What is required: From the data below, retype exactly the lines starting with the one that contains "Can you find the cobblestone" and ending with the one that contains "Can you find the balcony in", both included.

Excerpts from a dataset:
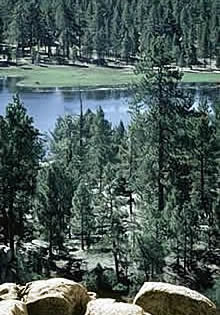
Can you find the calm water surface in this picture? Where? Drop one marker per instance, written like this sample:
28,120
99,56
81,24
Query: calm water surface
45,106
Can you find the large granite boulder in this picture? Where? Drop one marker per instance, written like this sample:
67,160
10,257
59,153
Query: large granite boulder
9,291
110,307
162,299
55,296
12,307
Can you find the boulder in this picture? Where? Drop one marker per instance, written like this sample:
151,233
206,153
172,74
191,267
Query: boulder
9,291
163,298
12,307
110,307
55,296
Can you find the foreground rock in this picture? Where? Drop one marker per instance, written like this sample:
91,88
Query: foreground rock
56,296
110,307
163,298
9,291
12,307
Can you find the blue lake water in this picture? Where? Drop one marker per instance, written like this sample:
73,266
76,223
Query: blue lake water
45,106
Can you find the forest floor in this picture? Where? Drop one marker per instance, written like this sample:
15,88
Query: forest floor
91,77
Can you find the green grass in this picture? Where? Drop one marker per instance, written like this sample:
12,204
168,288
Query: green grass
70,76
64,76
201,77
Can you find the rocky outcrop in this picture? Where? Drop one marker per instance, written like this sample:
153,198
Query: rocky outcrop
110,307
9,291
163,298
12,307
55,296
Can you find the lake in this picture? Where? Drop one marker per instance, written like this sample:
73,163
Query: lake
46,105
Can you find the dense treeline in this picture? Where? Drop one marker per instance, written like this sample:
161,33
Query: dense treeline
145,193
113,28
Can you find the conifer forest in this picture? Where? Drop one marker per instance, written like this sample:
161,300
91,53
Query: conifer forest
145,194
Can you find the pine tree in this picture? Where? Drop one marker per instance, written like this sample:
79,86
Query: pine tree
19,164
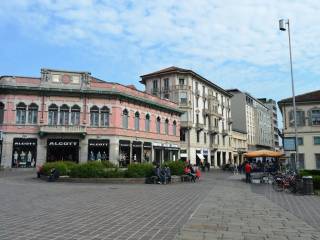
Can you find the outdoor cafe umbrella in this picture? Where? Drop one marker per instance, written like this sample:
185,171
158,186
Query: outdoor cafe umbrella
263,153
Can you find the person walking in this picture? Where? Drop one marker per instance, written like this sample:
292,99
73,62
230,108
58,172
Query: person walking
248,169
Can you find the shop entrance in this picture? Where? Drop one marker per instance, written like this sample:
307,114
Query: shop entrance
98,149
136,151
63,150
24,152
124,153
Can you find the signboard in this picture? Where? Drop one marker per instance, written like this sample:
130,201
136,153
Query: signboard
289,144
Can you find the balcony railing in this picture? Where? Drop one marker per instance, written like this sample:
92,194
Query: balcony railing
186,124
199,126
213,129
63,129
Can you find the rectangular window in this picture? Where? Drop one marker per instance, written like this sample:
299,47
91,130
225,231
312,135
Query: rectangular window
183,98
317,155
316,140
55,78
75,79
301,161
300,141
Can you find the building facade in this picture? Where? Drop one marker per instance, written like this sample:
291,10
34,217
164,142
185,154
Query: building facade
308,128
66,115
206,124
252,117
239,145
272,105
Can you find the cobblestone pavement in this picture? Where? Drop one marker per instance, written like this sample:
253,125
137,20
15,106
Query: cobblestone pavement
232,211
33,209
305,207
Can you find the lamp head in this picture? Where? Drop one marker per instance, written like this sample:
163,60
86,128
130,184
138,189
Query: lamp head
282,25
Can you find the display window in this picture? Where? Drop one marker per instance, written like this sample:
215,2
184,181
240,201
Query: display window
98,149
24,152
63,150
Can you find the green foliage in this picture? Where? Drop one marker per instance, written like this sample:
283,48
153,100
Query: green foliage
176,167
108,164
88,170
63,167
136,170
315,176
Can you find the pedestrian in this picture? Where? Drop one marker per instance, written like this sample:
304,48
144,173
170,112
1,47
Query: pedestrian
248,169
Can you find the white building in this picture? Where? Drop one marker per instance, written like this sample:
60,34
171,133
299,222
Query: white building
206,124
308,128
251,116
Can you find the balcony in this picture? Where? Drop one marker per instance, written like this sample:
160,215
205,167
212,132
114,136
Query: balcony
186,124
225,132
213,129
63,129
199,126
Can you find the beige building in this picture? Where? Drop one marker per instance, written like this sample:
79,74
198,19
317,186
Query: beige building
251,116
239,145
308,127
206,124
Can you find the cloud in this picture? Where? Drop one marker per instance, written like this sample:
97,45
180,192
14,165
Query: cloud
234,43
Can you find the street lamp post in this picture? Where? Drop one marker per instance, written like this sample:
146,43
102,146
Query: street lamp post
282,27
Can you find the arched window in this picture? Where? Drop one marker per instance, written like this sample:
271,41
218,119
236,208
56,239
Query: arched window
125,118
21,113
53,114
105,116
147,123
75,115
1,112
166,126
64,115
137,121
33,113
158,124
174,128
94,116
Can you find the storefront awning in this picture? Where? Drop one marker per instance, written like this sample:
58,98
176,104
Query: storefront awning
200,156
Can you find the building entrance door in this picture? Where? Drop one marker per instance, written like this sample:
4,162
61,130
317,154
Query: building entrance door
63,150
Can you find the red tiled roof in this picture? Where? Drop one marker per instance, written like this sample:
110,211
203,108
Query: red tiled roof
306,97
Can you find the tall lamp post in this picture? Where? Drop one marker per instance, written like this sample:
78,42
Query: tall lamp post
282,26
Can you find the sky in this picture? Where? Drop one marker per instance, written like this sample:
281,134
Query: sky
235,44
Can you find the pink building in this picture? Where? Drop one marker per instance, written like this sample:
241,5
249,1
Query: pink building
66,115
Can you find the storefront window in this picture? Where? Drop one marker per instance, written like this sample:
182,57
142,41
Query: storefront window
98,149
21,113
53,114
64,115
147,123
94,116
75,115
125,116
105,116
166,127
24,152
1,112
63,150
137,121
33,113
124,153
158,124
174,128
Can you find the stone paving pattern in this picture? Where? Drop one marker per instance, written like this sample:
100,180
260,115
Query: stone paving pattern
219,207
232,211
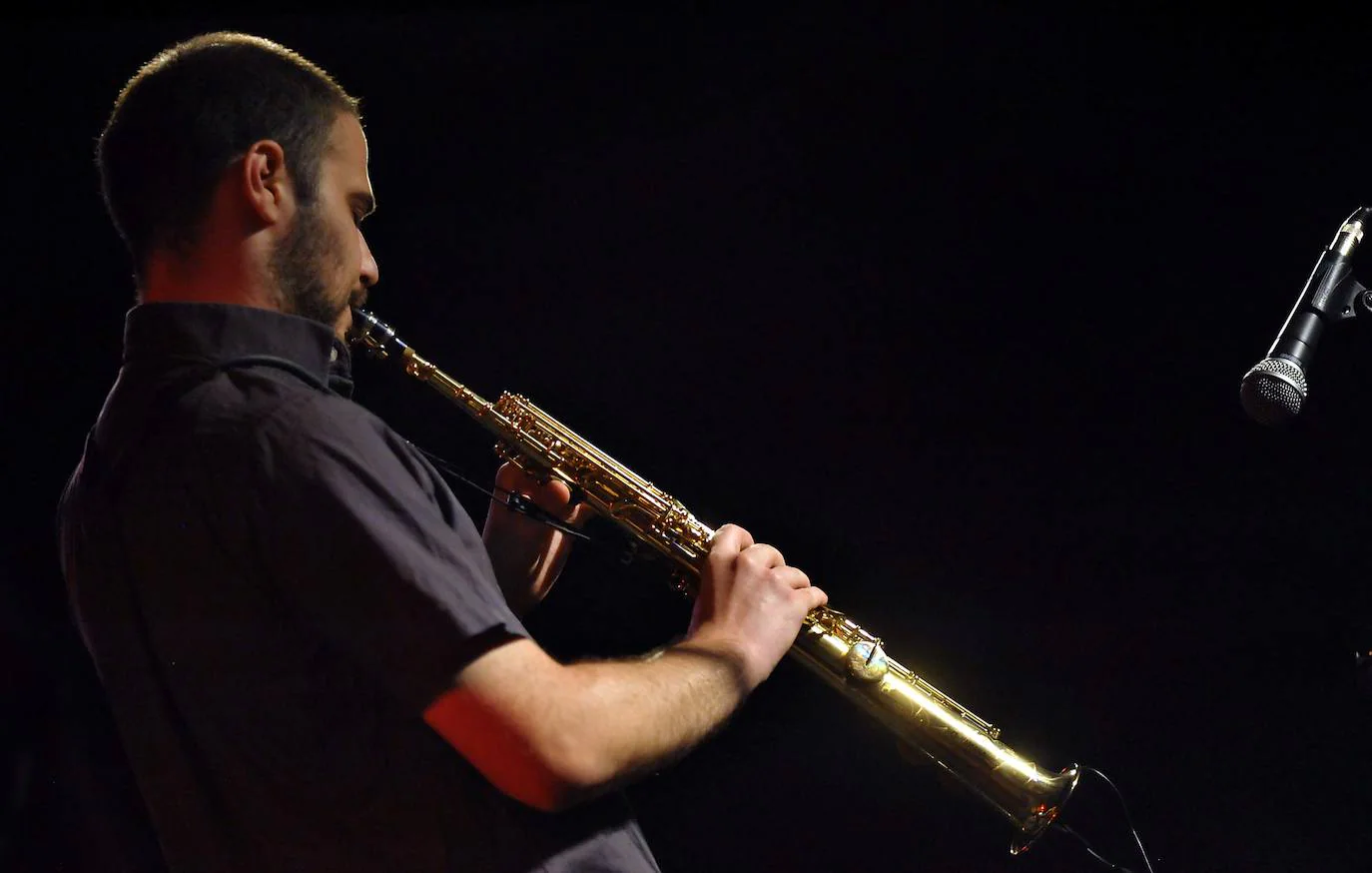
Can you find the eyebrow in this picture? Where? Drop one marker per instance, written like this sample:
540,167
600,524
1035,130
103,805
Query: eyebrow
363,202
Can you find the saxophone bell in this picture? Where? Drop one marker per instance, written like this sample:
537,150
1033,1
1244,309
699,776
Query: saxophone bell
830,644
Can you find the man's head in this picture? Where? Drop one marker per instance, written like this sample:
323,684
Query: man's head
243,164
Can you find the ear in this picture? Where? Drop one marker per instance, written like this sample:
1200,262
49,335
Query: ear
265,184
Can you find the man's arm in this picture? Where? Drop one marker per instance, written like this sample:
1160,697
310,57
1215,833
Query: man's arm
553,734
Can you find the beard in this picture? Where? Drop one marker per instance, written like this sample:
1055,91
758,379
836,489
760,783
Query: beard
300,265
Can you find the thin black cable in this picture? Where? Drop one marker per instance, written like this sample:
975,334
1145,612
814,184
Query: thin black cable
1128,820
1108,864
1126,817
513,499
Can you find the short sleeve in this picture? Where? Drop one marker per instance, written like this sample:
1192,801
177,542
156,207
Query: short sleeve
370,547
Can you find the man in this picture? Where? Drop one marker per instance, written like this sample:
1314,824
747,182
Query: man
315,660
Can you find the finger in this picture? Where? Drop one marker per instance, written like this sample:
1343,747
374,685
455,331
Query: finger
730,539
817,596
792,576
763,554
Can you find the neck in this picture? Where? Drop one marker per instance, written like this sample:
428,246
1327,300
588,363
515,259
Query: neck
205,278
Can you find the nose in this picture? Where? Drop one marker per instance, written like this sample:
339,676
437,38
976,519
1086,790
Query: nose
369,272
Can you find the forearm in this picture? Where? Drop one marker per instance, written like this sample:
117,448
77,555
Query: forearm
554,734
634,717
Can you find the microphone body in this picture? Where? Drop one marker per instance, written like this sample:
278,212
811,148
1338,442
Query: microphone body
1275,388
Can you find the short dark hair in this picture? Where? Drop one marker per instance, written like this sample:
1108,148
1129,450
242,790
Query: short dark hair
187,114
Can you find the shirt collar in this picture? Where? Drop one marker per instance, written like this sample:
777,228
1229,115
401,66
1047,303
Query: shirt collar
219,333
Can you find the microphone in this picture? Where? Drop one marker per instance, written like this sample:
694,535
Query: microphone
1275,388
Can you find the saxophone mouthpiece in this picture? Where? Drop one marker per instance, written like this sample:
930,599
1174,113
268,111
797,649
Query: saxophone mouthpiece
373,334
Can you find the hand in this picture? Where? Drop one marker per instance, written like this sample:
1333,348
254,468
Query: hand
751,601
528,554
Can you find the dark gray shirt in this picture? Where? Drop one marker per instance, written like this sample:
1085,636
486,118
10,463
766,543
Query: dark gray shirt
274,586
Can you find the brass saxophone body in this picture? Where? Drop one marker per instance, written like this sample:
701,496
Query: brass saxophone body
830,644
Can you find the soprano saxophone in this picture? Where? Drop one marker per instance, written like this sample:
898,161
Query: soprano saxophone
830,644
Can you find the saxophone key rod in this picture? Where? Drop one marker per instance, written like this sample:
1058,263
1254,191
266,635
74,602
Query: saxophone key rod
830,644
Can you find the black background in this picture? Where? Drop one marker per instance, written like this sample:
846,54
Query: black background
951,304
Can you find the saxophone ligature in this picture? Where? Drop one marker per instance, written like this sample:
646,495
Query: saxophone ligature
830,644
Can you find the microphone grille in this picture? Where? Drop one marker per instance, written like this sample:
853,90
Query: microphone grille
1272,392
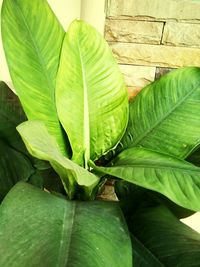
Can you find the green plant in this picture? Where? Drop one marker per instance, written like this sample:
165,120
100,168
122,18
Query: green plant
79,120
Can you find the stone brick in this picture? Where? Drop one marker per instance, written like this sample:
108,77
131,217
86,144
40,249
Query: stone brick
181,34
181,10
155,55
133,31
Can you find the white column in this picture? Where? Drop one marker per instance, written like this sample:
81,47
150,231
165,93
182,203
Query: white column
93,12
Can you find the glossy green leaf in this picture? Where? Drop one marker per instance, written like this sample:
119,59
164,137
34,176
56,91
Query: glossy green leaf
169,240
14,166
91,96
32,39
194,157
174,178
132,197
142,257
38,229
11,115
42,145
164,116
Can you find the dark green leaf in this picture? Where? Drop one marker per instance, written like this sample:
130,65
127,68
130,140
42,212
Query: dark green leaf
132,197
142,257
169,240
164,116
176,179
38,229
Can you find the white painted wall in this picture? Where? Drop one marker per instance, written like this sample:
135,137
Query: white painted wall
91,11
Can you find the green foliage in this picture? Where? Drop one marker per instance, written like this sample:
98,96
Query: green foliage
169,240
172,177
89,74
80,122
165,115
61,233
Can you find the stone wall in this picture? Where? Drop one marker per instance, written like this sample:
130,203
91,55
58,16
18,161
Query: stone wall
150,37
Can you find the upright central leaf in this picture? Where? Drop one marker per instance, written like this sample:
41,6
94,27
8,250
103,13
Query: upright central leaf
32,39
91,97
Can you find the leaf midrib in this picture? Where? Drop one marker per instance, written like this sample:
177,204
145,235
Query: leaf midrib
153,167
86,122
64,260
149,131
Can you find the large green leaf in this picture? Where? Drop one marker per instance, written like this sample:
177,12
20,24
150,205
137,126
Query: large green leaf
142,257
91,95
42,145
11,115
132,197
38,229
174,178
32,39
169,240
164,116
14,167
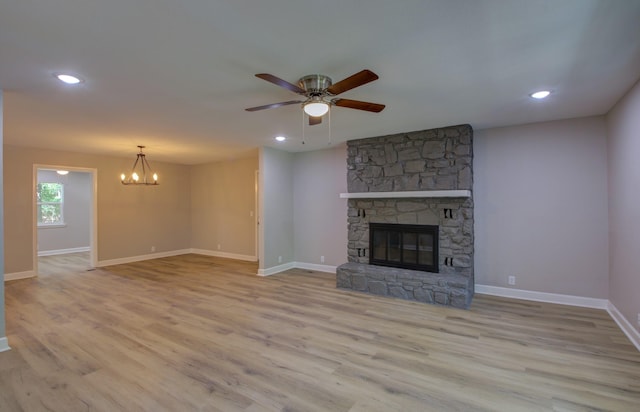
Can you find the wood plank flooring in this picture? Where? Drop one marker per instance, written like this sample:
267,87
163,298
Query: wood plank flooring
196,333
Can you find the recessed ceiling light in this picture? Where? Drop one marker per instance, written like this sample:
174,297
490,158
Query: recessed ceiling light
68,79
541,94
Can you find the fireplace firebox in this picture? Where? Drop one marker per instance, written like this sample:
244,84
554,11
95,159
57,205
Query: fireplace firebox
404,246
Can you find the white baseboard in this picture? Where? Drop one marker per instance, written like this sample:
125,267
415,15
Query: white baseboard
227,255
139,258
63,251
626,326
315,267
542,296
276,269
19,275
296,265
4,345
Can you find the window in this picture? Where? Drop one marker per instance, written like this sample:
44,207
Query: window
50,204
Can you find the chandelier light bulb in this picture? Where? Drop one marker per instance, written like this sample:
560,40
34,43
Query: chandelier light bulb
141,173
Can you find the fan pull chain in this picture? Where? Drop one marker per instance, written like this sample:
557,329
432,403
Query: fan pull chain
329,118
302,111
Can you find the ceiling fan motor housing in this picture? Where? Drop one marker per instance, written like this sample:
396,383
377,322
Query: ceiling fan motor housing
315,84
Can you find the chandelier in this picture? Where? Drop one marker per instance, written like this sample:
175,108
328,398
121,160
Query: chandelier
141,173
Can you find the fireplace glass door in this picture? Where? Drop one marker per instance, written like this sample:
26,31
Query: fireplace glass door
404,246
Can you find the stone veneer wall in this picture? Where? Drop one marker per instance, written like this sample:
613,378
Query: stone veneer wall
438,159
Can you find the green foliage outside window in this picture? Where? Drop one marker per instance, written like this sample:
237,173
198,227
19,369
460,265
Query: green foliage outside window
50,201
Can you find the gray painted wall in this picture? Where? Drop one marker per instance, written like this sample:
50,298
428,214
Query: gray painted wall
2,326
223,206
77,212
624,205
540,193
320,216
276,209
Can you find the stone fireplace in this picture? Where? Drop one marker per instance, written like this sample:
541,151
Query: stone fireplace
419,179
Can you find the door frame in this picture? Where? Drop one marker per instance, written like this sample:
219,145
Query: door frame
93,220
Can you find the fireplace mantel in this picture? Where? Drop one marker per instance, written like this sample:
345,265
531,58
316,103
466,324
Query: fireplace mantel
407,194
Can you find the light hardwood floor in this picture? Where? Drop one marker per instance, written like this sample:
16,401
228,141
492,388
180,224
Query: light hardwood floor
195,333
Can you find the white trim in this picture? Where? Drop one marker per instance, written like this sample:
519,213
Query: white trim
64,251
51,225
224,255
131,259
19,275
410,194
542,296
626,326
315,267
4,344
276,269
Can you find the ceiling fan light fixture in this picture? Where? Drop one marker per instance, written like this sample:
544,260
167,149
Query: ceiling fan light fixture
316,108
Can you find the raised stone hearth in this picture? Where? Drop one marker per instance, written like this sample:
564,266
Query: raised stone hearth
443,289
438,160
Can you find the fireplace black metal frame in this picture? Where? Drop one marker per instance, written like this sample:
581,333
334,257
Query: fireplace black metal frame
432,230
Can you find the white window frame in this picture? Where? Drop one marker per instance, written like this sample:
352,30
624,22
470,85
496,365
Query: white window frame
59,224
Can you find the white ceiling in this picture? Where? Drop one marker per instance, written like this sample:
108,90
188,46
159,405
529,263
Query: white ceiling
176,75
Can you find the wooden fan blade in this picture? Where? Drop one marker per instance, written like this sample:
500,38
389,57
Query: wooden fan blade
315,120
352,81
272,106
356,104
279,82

Written reply:
Can you find the cobblestone pavement in this picture? Where? Drop one marker per instance, written like this sample:
253,125
137,20
15,106
Query: cobblestone pavement
232,211
33,209
305,207
Can you find the lamp head in this picture? Where? Drop one marker per instance, written like this sample:
163,60
86,128
130,184
138,189
Query: lamp head
282,25
Can you find the display window in this picture? Where? Drop one marker per instance, written like this sample:
215,2
184,181
240,201
Query: display window
98,149
24,152
63,150
Can you find the green foliage in this picture? Where? Drop one marker per instance, written like this sample:
283,48
153,100
Query: green foliage
176,167
108,164
88,170
63,167
136,170
315,176
Can you find the pedestrian in this picture? Where? Drop one marker per instance, written like this sample:
304,48
144,173
170,112
1,47
Query: pedestrian
248,169
Can you find the white building in this picture? Where? Drop one marker per instance, written like this sample:
60,34
171,133
299,222
Query: white building
206,124
308,128
251,116
Can you find the balcony in this picture? Where? Drop one marker per instance, written like this sample:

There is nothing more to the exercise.